We found out this spring my 82 year-old Mom has cancer. Her companion, a 17 year-old pomeranian (sp) was her life. While my Mom was going through chemo and radiation treatments, her little dog became sick and had to be euthanized to keep the dog from suffering any more.
It has been so depressing for Mom. And I miss “Honey” too. I have lost older pets, I loved very much, and know how hard it is.
You have my prayers for your Mom. If you have pets, share them with her right now. My Mom doesn’t need another dog (she could barely handle the dog walking, I was having to do it), but her next door neighbor has a beautiful little dog (a stray he took in) and we are spoiling her and loving her to help us wit our grief over losing Honey.
Thank you so much for those kind words. There is no easy way to lose a pet. If the pet is old, it's hard because they've been part of your life for so long. If they are young (and this one was only about 2 1/2 years old) it's hard because you had them for such a short time and didn't have a chance to cherish them as they grow old.
Only G-d A-mighty knows how much this hurts. But He does, Blessed Be His Name.
That is so wonderful what you and your mom did for this little lost cat. I’m sure the pain is great, as the story has a big lump in my throat and I didn’t know the little guy. I pray to God that all our pets are waiting for us in the end because I believe in Heaven and it wouldn’t be Heaven without them......
Our prayers are with you.
We lost a cat with a problem similiar to yours when I was a child.
My mother was inconsolable.
I don’t know how she drove home from the vet’s office, but she did, and I was too young to drive, or I would have.
My husband and I lost one only 8 months old a couple of years ago. I don’t remember much from that time, I was in so much pain from that loss.
And I agree with others on this thread, a kitten or two helps to ease the pain.
We will keep you in our prayers.

I stood by your bed last night, I came to have a peep.
I could see that you were crying, You found it hard to sleep.
I purred to you softly as you brushed away a tear,
“It’s me, I haven’t left you, I’m well, I’m fine, I’m here.”
I was close to you at breakfast, I watched you pour the tea,
You were thinking of the many times, your hands reached down to me.
I was with you at the shops today, Your arms were getting sore.
I longed to take your parcels, I wish I could do more.
I was with you at my grave today, You tend it with such care.
I want to reassure you, that I’m not lying there.
I walked with you towards the house, as you fumbled for your key.
I gently put my paw on you, I smiled and said “it’s me.”
You looked so very tired, and sank into a chair.
I tried so hard to let you know, that I was standing there.
It’s possible for me, to be so near you everyday.
To say to you with certainty, “I never went away.”
You sat there very quietly, then smiled, I think you knew...

◆ ◆ ◆ ◆ ◆ ◆ ◆

Please list every age stated in the text about losing pets, along with who or what each age belongs to.

◆ ◆ ◆ ◆ ◆ ◆ ◆

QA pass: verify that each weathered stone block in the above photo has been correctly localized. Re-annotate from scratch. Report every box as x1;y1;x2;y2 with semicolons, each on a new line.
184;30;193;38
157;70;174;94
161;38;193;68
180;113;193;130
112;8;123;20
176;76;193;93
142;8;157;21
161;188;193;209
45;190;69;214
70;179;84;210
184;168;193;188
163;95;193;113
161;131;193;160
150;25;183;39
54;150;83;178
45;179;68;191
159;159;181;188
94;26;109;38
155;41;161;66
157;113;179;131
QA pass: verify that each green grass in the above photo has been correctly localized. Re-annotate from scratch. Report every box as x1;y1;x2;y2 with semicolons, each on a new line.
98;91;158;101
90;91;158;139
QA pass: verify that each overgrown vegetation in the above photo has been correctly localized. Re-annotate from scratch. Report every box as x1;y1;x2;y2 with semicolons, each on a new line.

◆ ◆ ◆ ◆ ◆ ◆ ◆

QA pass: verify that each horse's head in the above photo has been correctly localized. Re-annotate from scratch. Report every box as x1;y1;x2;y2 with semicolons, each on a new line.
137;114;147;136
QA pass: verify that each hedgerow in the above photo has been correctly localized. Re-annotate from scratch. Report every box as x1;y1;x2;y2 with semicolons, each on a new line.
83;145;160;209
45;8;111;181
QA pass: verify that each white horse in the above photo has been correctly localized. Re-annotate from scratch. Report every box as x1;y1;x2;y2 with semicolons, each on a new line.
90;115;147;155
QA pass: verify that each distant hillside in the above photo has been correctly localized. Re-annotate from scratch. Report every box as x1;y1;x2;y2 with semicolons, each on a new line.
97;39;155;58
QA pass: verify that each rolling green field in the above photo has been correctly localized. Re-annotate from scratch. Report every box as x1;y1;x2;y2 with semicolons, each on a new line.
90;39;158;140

◆ ◆ ◆ ◆ ◆ ◆ ◆

(Written solution)
- 82 years old: the writer's Mom
- 17 years old: her companion, a pomeranian
- About 2 1/2 years old: the young pet whose loss is being mourned
- 8 months old: the pet lost by the writer and her husband a couple of years ago